───── Texto fuente ─────

El arte de recordar

Un distintivo de los movimientos sociales que mediante la lucha armada pretendieron cambiar las cosas en el país en la década de los sesenta y setenta fue que también emanaron de las escuelas, principalmente de las universidades. Las figuras sobresalientes de esas décadas trágicas que marcan otra historia negra y vergonzante para México son dos maestros normalistas: Genaro Vázquez y Lucio Cabañas.

El mundo entonces estaba dividido en dos bloques que tenían a la cabeza, respectivamente, a la desbaratada Unión Soviética y a los EUA, quienes habían entrado en lo que todos conocemos como Guerra Fría, y que no es otra cosa que los juegos de vencidas practicados entre estos dos países mediante la influencia (o amenaza, según quiera verse) en el resto del tablero mundial. En Latinoamérica estaba calientita la victoria revolucionaria en Cuba y servía de inspiración a organizaciones sindicales, grupos políticos de izquierda y, por supuesto, a los jóvenes en las universidades, los cuales creían que podían hacer la revolución y ponerle fin a los abusos y desigualdades cometidos por unos cuantos en el poder.

Así como en la Revolución Mexicana los hombres del norte jugaron el papel destacado y determinante en la lucha y, al final, se quedaron con el poder, en lo sucedido durante estas dos décadas de batallas en las sombras, de “guerra sucia” como se le ha llamado comúnmente, el norte de México no estuvo exento. Fue en Sinaloa durante la primera mitad de la década de los setenta que la FEUS (Federación de Estudiantes Universitarios de Sinaloa) estableció contactos con los grupos guerrilleros, se hizo del control de la UAS y obligó al rector Armienta Calderón a renunciar. Es de este movimiento estudiantil que emana el grupo conocido como Los Enfermos. Conjura que pretendió organizar a las masas, extender su influencia al campo sinaloense, pero que al final corrió la misma suerte que el resto de grupos clandestinos en el país: fue eufemísticamente “reprimido”.

─────

**Instrucciones:**
- 1) Reproduce el tramo del texto sobre la guerrilla en México que va desde "El mundo entonces" hasta "en el poder.".
- 2) Prosigue el texto sobre la guerrilla en México a partir de su última oración.
Los registros no tienen ningún papel en esto.

───── Muestra de registros ─────

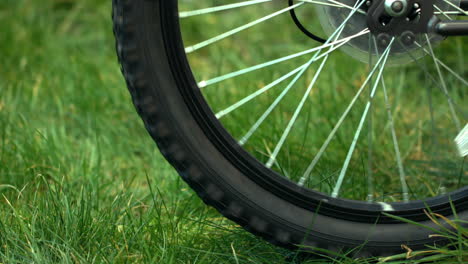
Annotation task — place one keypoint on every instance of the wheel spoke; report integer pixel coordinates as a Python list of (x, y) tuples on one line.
[(445, 14), (238, 29), (248, 98), (339, 43), (338, 184), (334, 4), (332, 134), (401, 169), (335, 35), (444, 86), (296, 114), (456, 7), (220, 8)]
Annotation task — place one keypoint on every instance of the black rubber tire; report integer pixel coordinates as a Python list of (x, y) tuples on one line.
[(154, 85)]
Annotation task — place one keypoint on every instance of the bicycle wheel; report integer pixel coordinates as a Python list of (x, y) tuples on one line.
[(307, 144)]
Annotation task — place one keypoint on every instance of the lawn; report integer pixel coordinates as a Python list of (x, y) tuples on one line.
[(80, 179)]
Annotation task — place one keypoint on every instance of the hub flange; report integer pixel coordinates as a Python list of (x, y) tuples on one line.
[(394, 17)]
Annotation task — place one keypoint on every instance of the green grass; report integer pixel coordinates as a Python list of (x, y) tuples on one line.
[(80, 179)]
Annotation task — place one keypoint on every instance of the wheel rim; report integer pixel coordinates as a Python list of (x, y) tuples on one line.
[(377, 192)]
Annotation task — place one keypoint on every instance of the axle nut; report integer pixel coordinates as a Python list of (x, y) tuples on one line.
[(396, 8), (407, 38), (383, 40)]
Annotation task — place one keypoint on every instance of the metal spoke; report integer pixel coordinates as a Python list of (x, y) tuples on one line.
[(401, 169), (335, 35), (338, 184), (442, 12), (339, 43), (456, 7), (444, 86), (238, 29), (295, 116), (370, 174), (334, 4), (220, 8), (342, 118), (259, 92)]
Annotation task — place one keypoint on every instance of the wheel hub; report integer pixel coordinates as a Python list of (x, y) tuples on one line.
[(395, 17), (405, 20)]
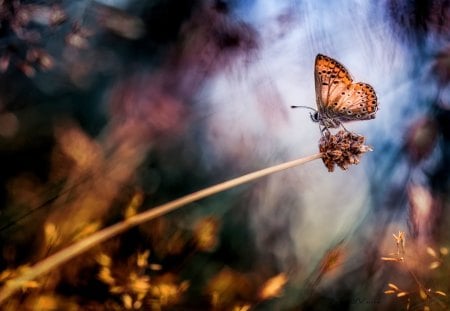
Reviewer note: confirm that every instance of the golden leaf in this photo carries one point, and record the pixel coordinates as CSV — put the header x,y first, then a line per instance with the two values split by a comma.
x,y
434,265
393,286
142,259
103,260
440,293
273,286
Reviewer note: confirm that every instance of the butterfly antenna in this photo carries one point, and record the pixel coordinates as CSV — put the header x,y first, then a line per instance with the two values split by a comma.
x,y
304,107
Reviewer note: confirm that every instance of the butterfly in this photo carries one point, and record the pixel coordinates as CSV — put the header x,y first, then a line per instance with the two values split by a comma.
x,y
338,99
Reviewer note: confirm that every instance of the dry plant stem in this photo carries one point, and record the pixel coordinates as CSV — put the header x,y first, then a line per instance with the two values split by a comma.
x,y
78,248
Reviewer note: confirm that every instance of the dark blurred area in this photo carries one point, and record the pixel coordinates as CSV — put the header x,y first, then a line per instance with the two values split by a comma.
x,y
109,108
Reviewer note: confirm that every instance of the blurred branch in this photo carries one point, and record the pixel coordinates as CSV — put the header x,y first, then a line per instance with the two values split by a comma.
x,y
78,248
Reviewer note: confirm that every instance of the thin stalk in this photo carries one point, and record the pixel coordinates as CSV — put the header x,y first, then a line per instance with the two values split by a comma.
x,y
82,246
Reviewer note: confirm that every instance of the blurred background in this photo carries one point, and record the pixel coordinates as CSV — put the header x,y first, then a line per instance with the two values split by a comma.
x,y
109,108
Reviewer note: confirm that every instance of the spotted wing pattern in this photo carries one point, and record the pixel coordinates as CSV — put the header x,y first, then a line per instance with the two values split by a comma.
x,y
338,99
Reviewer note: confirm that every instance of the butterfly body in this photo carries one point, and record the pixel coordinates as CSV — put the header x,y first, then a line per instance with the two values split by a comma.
x,y
338,99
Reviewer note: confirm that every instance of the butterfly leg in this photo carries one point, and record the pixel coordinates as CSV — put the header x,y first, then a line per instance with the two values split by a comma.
x,y
324,129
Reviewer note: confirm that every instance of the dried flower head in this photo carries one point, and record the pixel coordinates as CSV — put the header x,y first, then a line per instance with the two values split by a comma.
x,y
343,149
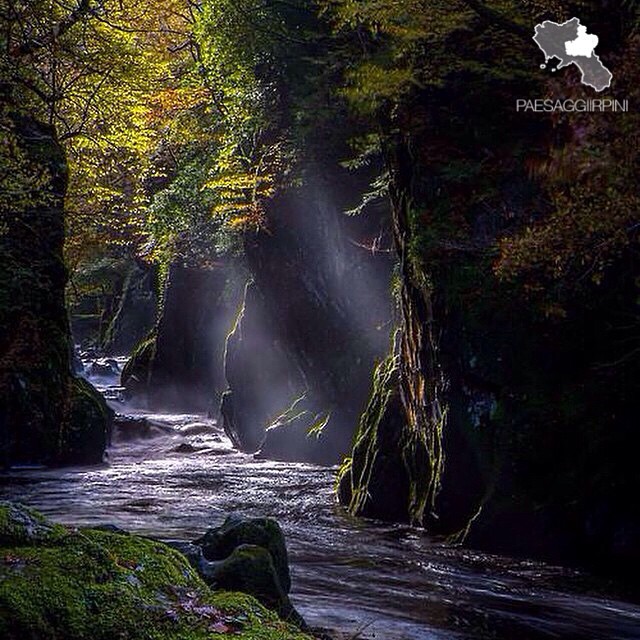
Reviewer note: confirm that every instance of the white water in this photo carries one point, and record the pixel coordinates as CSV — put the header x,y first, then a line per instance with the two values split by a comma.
x,y
348,574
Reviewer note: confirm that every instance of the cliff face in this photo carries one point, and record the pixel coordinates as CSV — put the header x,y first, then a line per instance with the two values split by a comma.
x,y
179,365
314,319
46,414
494,422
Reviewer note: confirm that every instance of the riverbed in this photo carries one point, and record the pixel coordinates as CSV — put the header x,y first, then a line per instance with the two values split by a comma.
x,y
366,579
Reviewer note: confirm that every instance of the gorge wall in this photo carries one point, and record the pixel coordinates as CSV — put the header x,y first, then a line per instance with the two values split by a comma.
x,y
505,415
47,415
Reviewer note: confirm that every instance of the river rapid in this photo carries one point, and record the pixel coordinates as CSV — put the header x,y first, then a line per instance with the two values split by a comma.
x,y
366,579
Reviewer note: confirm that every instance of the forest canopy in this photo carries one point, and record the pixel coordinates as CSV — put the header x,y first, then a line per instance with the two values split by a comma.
x,y
181,118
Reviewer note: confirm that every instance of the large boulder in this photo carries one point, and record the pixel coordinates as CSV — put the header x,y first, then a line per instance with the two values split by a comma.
x,y
178,366
314,319
219,543
57,583
248,555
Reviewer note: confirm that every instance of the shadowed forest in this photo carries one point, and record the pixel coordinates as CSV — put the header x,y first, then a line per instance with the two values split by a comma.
x,y
307,331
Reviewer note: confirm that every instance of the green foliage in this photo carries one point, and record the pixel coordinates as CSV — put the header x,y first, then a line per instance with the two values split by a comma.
x,y
77,584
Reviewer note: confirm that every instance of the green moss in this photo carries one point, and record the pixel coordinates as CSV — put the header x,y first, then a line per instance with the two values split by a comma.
x,y
80,584
135,375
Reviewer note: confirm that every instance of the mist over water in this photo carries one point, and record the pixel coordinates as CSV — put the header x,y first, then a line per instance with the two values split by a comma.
x,y
387,581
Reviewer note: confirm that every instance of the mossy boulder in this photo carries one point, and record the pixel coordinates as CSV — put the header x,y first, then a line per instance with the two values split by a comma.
x,y
250,569
57,582
219,543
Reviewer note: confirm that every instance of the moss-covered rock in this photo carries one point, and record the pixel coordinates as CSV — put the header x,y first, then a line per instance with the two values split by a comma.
x,y
220,542
250,569
374,481
86,584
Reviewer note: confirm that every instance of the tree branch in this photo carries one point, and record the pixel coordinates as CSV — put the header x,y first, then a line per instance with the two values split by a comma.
x,y
495,18
83,9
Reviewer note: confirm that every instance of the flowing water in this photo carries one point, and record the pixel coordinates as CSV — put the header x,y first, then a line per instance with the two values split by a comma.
x,y
366,579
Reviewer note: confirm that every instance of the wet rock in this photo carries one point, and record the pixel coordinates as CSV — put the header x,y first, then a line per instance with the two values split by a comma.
x,y
219,543
250,569
102,368
57,583
20,525
185,447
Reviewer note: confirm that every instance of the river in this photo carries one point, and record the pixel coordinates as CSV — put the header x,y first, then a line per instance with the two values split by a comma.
x,y
369,580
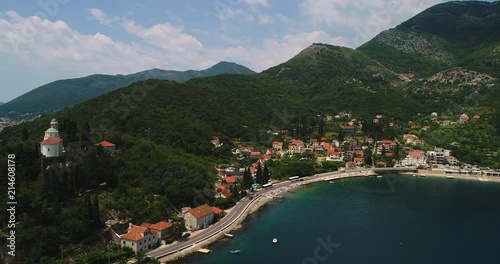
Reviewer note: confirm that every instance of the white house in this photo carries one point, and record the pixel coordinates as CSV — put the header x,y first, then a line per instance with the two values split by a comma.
x,y
199,217
437,156
414,158
139,238
51,146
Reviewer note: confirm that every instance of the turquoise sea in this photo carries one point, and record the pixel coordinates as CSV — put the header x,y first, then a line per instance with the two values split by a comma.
x,y
394,219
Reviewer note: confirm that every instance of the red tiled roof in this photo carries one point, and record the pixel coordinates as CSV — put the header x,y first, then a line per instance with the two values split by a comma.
x,y
135,233
265,156
105,144
217,210
132,236
145,224
201,211
231,179
226,193
51,141
162,225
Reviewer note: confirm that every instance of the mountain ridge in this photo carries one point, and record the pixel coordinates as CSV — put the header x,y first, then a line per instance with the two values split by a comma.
x,y
467,36
56,95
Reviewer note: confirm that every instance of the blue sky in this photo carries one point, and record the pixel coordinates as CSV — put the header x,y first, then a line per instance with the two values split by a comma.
x,y
46,40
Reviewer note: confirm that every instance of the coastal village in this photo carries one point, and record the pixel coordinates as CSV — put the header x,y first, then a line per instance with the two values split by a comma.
x,y
348,147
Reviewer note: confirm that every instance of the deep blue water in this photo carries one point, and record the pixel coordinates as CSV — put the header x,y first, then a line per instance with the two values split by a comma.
x,y
365,220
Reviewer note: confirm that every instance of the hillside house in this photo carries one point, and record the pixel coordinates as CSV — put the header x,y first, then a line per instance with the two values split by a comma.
x,y
278,146
139,238
108,146
199,217
437,156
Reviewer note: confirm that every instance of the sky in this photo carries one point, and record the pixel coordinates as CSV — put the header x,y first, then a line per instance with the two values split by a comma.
x,y
46,40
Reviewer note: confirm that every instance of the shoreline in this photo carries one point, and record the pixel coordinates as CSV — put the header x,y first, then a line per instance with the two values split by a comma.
x,y
258,202
266,197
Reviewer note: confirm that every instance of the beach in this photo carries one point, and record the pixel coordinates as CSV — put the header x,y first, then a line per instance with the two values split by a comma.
x,y
280,191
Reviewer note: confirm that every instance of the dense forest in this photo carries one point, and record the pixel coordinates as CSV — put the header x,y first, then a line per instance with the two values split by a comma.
x,y
162,131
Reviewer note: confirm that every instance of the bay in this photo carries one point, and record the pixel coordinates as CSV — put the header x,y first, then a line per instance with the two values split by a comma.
x,y
394,219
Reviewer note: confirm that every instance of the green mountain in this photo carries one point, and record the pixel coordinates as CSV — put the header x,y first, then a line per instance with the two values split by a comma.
x,y
335,78
464,34
162,129
66,93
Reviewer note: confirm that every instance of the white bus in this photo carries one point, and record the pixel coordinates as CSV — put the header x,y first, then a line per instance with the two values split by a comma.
x,y
267,185
294,178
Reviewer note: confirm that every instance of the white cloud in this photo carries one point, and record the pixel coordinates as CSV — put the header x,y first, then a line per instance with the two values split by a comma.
x,y
265,20
56,46
165,36
54,50
101,16
257,2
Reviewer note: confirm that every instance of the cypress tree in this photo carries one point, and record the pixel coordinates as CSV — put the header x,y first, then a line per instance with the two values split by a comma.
x,y
247,178
95,212
258,176
265,174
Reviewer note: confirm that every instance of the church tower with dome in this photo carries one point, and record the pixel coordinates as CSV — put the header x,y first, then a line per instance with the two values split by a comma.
x,y
51,146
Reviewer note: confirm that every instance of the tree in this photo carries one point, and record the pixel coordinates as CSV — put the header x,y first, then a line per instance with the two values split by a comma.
x,y
247,179
258,175
85,133
265,174
340,137
321,127
95,212
71,131
88,213
25,134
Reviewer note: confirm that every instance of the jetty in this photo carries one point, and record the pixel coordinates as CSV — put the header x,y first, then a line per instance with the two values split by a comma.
x,y
204,250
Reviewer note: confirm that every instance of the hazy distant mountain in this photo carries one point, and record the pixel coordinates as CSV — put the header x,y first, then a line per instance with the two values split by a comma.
x,y
66,93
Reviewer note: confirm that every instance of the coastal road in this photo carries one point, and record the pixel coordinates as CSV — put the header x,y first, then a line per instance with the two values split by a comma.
x,y
239,210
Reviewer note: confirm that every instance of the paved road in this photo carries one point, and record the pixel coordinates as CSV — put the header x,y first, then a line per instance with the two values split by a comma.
x,y
238,211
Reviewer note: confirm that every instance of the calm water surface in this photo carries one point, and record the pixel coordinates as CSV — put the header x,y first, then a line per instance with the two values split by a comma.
x,y
395,219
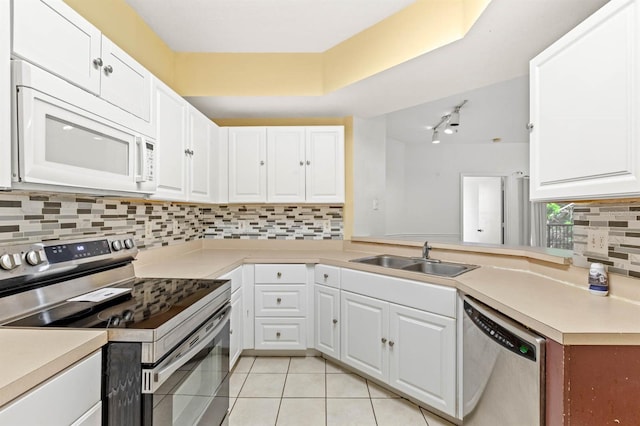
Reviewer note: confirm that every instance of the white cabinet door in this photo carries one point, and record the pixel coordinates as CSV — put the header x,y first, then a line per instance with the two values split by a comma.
x,y
5,97
52,35
247,164
325,164
171,142
364,334
422,356
327,322
201,157
286,164
585,99
124,81
236,338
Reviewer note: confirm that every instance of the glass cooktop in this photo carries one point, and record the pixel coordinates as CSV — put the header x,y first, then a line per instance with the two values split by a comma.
x,y
150,303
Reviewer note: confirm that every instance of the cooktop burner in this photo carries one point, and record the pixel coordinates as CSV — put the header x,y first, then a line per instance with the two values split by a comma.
x,y
146,303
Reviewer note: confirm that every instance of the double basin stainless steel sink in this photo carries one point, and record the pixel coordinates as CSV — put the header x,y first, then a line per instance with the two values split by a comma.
x,y
417,264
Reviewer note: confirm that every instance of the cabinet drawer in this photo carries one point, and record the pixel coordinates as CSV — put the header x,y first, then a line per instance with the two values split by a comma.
x,y
278,273
281,301
327,275
60,400
281,333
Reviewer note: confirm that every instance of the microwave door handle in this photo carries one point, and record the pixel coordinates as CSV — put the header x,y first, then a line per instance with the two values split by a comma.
x,y
162,373
141,161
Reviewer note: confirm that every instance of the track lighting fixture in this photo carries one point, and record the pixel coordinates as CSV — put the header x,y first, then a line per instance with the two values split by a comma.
x,y
450,122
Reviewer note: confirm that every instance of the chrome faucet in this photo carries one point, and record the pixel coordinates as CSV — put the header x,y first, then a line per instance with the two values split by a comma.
x,y
425,250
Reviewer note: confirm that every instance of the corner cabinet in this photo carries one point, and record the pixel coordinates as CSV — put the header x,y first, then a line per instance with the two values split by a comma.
x,y
286,164
585,109
188,149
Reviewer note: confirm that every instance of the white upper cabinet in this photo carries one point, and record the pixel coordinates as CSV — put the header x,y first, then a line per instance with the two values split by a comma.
x,y
5,98
302,164
188,147
585,109
171,142
247,164
325,164
285,164
55,37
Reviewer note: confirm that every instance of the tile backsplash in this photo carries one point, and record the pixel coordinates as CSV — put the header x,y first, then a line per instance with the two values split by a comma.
x,y
619,224
30,217
274,222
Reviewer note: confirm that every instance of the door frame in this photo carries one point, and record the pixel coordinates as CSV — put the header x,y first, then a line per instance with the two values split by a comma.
x,y
505,212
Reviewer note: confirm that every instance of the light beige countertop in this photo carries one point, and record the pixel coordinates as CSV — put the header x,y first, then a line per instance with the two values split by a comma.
x,y
549,297
31,356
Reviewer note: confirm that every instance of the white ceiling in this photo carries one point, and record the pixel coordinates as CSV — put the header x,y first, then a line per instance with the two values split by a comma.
x,y
261,25
497,48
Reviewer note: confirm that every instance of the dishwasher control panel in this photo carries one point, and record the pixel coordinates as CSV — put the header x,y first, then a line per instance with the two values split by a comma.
x,y
500,334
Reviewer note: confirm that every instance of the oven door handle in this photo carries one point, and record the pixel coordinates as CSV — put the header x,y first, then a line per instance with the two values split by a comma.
x,y
193,345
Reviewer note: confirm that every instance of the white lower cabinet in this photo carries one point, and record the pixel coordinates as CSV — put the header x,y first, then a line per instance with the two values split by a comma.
x,y
365,331
327,320
70,397
422,356
280,307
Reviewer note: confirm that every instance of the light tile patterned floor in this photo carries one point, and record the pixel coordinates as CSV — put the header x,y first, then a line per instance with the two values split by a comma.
x,y
312,391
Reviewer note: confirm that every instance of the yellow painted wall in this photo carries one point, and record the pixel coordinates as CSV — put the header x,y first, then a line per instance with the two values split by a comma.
x,y
347,122
249,74
423,26
120,23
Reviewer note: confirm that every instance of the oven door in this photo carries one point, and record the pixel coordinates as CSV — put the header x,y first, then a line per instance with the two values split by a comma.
x,y
191,386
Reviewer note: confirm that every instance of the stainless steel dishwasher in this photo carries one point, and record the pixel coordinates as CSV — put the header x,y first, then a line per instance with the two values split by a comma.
x,y
503,370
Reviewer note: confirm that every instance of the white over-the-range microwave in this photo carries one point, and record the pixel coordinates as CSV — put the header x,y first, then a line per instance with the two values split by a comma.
x,y
67,139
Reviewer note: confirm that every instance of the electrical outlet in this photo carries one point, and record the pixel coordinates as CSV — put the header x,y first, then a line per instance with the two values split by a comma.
x,y
598,241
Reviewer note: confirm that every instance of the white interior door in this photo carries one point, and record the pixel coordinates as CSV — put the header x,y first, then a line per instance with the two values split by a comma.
x,y
482,209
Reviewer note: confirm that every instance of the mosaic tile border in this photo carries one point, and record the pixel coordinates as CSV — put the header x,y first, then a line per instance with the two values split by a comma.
x,y
621,224
31,217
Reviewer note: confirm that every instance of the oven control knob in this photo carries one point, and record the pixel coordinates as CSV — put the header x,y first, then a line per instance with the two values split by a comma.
x,y
33,257
10,261
127,315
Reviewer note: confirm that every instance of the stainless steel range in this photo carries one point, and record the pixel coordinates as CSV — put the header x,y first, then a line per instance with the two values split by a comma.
x,y
167,360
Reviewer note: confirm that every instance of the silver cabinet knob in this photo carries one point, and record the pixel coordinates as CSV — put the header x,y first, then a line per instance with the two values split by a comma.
x,y
33,258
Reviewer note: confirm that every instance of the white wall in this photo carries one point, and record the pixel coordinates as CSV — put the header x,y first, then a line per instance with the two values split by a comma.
x,y
369,176
432,182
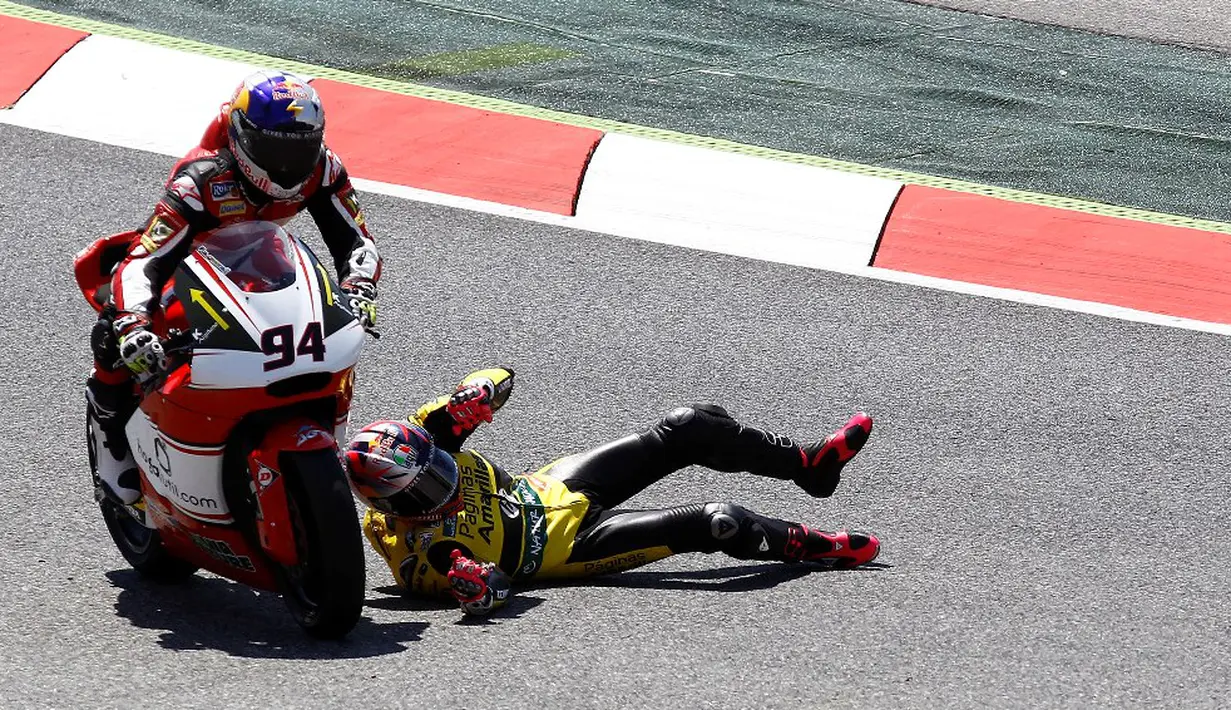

─────

**Respuestas esperadas:**
- 1)
El mundo entonces estaba dividido en dos bloques que tenían a la cabeza, respectivamente, a la desbaratada Unión Soviética y a los EUA, quienes habían entrado en lo que todos conocemos como Guerra Fría, y que no es otra cosa que los juegos de vencidas practicados entre estos dos países mediante la influencia (o amenaza, según quiera verse) en el resto del tablero mundial. En Latinoamérica estaba calientita la victoria revolucionaria en Cuba y servía de inspiración a organizaciones sindicales, grupos políticos de izquierda y, por supuesto, a los jóvenes en las universidades, los cuales creían que podían hacer la revolución y ponerle fin a los abusos y desigualdades cometidos por unos cuantos en el poder.

- 2)
Organizada a la manera de un tratado de anatomía y contada como si fuera un largo poema, Anatomía de la memoria (Candaya, 2014), novela de Eduardo Ruiz (Culiacán, 1983), retoma la historia de los Enfermos, o mejor dicho la memoria de los Enfermos, para narrar vidas que nos van llevando hasta el centro de algo que bien podría ser la memoria: el punto lejano donde diríamos que comienza todo lo que fuimos y por lo tanto, todo lo que somos. El punto primigenio del recuerdo, la coyuntura, la simiente, el motivo o el pretexto de lo que viene después y terminará rebasando hasta al futuro. Conforme avanzan las páginas nos damos cuenta que la obra lo abarca todo: el cáncer que es nuestro cuerpo, el cáncer que son las ideas, las ilusiones, el amor, el crimen, el cáncer que somos como humanos y el cáncer que es la vida.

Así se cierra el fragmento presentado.